Provided data –

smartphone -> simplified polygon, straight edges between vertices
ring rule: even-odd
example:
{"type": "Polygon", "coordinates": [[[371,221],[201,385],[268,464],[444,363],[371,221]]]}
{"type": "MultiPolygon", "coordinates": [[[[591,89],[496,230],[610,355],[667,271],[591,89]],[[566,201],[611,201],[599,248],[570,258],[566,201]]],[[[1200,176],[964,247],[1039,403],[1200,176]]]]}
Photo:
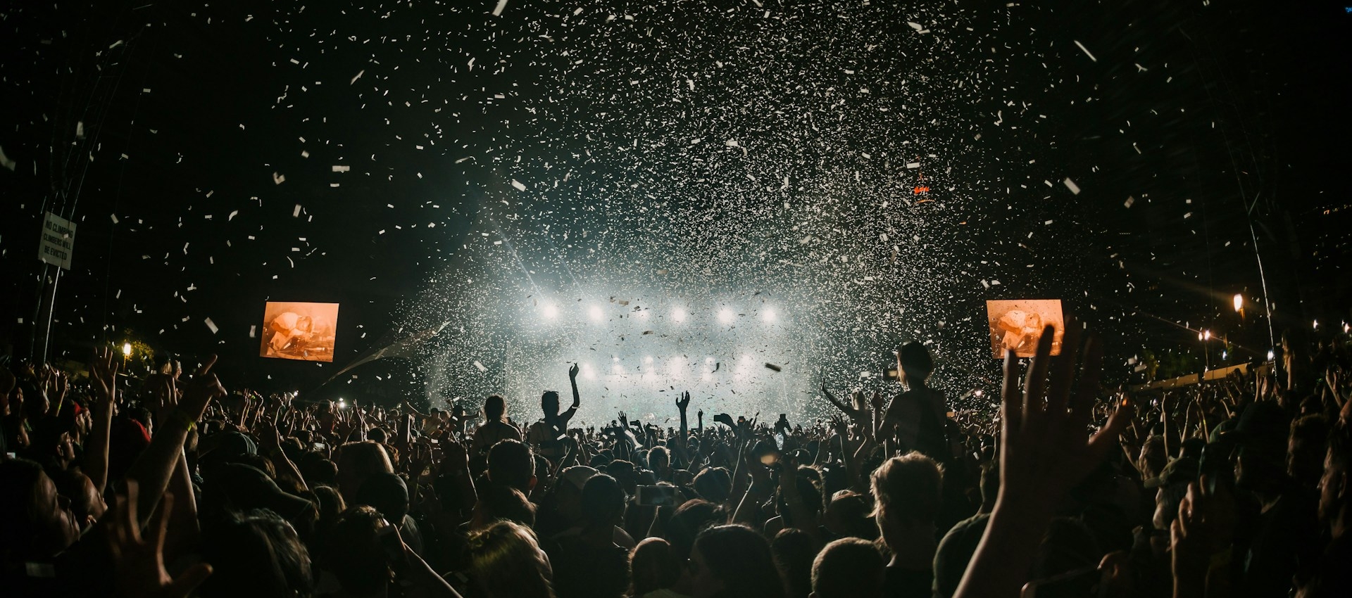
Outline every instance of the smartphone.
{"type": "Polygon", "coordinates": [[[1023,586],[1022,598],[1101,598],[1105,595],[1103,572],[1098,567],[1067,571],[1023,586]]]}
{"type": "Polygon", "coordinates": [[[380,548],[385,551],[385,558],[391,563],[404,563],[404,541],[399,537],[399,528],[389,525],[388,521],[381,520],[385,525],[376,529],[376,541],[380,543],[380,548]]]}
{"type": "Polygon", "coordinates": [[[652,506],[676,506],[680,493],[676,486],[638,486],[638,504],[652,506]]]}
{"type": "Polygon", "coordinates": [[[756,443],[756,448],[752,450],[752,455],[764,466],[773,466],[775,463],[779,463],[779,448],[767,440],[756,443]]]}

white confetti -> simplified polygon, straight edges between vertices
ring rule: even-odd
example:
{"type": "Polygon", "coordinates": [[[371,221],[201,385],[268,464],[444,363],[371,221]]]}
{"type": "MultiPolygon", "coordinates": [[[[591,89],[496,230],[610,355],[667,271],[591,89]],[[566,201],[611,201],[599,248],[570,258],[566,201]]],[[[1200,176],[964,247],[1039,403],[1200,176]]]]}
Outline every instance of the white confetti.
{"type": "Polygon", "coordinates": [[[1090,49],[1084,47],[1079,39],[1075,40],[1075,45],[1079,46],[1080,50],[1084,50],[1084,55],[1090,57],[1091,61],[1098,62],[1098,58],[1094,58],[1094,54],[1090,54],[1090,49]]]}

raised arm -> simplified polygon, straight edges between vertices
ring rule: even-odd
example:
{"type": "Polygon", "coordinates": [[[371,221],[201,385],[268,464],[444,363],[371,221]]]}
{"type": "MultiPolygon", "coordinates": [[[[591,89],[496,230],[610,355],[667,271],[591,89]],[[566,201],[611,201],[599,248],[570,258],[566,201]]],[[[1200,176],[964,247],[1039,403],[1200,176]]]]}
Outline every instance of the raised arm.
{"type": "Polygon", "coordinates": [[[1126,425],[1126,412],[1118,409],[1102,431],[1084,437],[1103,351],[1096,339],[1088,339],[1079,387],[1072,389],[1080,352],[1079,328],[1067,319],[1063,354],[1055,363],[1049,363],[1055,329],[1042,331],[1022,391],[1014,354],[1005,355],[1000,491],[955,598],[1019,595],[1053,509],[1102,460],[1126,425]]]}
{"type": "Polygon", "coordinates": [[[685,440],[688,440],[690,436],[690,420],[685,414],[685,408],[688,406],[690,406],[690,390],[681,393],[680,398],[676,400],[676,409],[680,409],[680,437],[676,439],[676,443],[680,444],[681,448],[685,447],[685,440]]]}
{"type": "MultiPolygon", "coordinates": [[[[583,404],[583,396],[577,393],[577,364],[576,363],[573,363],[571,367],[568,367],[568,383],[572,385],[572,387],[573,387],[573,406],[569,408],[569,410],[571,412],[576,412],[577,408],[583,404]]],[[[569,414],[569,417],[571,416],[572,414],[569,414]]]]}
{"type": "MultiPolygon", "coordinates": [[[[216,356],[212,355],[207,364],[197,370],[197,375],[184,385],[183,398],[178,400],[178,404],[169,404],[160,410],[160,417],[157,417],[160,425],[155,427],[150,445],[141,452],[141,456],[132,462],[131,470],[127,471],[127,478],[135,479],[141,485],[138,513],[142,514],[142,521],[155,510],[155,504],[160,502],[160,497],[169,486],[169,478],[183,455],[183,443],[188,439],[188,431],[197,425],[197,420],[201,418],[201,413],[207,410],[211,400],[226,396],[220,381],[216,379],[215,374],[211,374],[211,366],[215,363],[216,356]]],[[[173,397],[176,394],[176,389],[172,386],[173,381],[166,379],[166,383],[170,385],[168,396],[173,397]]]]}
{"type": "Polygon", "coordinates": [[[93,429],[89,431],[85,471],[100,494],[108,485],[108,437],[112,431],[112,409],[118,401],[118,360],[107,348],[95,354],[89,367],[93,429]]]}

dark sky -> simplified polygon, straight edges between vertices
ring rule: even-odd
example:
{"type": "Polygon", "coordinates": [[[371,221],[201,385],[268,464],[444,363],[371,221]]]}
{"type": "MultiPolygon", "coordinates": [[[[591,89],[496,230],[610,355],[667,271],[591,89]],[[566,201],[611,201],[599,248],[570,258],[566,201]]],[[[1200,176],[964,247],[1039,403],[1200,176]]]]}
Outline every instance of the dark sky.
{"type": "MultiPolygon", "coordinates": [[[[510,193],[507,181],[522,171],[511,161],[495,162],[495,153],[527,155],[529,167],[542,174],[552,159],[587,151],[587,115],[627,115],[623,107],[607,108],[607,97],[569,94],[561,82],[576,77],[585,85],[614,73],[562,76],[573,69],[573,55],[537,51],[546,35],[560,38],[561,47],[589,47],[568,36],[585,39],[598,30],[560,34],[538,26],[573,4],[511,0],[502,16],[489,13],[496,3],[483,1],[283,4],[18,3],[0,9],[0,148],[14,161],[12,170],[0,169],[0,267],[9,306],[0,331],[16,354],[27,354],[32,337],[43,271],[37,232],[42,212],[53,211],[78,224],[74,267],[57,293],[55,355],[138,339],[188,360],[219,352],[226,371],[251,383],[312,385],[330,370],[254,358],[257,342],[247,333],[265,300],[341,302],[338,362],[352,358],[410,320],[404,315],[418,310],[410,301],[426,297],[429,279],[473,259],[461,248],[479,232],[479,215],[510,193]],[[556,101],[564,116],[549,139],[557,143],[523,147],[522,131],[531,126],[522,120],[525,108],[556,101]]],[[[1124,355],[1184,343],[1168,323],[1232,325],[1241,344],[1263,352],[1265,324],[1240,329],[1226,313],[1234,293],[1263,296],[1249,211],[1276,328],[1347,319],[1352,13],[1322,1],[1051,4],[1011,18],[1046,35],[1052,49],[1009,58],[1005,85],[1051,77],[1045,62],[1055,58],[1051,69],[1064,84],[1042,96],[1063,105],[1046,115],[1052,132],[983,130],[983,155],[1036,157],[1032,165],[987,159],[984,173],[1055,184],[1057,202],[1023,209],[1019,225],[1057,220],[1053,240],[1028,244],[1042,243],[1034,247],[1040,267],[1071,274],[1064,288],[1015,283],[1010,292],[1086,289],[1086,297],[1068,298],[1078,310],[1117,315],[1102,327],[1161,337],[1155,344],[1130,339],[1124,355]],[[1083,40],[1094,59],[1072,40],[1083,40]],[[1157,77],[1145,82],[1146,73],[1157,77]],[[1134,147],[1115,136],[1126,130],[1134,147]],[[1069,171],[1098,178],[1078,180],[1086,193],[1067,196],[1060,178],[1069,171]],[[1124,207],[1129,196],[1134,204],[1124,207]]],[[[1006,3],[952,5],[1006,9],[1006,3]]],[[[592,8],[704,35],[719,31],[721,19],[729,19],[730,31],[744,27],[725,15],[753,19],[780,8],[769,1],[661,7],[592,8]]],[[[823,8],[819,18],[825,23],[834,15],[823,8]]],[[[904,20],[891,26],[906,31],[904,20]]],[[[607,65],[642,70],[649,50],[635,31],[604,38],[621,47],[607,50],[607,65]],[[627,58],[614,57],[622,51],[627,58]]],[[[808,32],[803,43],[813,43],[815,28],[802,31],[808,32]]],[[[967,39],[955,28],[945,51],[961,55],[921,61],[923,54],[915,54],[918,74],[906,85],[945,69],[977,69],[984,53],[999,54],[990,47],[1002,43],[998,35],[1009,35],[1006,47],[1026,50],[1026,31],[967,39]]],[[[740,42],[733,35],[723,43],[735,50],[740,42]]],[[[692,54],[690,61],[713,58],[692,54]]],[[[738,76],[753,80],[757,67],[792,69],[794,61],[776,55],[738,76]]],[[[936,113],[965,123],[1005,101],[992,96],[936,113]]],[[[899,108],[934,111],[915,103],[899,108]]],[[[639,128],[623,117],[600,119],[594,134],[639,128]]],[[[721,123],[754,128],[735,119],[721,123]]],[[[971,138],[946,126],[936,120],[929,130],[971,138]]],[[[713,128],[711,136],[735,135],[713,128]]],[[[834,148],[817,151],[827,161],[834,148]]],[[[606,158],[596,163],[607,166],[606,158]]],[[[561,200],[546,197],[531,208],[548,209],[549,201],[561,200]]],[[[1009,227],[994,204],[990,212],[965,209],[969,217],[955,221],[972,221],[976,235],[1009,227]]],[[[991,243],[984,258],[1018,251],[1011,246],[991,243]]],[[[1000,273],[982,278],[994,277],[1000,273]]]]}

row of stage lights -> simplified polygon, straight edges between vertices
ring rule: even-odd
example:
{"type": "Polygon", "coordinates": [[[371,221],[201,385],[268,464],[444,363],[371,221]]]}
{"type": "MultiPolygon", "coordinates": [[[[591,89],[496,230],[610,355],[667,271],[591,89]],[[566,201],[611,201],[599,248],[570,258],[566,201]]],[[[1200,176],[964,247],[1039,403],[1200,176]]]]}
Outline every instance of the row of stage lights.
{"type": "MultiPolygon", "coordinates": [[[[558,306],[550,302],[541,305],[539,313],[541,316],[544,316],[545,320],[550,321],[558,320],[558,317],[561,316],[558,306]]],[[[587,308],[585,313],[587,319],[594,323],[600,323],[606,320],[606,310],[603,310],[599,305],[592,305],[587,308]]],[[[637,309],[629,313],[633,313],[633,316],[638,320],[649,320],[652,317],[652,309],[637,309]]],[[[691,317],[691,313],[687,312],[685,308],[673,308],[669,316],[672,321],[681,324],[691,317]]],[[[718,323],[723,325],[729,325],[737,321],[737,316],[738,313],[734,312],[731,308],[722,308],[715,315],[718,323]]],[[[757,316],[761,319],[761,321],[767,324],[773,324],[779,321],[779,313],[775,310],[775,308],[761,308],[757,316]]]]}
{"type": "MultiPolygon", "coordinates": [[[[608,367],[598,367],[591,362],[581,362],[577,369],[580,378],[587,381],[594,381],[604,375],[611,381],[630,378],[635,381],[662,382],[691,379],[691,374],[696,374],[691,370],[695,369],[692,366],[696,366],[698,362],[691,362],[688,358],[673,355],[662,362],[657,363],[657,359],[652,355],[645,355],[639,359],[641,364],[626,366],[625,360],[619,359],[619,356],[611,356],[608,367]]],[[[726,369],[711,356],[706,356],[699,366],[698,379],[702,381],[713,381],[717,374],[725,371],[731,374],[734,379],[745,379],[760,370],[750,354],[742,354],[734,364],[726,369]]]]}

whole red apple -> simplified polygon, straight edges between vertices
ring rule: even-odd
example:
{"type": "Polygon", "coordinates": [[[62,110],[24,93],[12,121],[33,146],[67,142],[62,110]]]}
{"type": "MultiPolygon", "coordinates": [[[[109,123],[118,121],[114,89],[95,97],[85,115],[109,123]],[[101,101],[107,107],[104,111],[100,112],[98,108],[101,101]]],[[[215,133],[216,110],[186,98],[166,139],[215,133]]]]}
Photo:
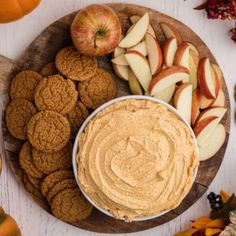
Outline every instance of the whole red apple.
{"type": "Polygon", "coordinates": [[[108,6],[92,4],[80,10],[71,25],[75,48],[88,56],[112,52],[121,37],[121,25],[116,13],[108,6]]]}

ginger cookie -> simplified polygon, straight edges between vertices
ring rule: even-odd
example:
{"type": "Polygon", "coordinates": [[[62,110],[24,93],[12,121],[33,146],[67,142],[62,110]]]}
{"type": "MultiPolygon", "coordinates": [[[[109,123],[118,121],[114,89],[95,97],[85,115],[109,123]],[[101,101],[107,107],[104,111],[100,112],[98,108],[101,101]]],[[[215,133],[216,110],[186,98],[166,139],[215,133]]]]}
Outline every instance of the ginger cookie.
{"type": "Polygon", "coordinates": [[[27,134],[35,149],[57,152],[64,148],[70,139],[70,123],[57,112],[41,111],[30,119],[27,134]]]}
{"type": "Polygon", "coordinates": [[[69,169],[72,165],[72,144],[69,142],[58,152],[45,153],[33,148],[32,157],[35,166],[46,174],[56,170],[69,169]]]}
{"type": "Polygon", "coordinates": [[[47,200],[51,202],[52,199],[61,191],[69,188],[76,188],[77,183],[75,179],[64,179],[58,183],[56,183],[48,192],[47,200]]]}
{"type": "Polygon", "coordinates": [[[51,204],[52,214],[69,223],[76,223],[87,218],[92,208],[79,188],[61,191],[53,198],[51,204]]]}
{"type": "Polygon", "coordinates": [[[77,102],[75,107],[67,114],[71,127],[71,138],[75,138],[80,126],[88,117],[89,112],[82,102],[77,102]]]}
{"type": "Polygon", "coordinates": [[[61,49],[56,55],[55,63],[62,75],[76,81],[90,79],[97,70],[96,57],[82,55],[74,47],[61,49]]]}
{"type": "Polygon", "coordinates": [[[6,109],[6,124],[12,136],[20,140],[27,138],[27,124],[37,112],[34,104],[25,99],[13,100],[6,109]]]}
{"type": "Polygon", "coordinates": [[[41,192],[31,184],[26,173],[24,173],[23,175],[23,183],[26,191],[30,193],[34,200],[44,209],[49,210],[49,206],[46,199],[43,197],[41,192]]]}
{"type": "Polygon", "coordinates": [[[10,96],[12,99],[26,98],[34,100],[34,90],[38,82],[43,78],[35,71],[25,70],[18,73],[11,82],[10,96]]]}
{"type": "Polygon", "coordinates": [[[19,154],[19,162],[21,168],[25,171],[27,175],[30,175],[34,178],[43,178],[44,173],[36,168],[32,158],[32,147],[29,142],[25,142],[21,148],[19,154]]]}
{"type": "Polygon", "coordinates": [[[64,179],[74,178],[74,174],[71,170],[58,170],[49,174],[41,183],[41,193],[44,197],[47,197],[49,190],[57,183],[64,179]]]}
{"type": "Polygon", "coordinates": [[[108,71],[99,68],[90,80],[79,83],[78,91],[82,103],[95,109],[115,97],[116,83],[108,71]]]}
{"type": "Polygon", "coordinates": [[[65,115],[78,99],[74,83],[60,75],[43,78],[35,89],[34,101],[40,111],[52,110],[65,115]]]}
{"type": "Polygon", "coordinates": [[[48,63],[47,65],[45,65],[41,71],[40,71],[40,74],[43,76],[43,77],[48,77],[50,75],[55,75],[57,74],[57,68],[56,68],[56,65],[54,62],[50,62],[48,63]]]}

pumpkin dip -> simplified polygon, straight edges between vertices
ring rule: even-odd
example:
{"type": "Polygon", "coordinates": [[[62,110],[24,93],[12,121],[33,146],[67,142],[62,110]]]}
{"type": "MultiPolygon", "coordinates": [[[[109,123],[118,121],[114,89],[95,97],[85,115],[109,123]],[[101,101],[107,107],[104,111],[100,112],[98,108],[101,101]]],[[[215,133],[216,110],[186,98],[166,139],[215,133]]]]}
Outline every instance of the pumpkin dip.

Work to complete – Copy everything from the line containing "dark sky ->" down to the line containing "Outline every instance of the dark sky.", both of those lines included, with no change to any character.

Exercise output –
dark sky -> simplified polygon, straight edges between vertices
ring rule: even-odd
example:
{"type": "Polygon", "coordinates": [[[371,221],[201,385],[268,464],[444,363],[371,221]]]}
{"type": "MultiPolygon", "coordinates": [[[[591,89],[496,230],[610,355],[667,271],[591,89]],[[566,201],[611,201],[599,248],[570,258],[566,201]]],[[[1200,176],[964,247],[1039,403],[1200,176]]]]}
Outline every instance of the dark sky.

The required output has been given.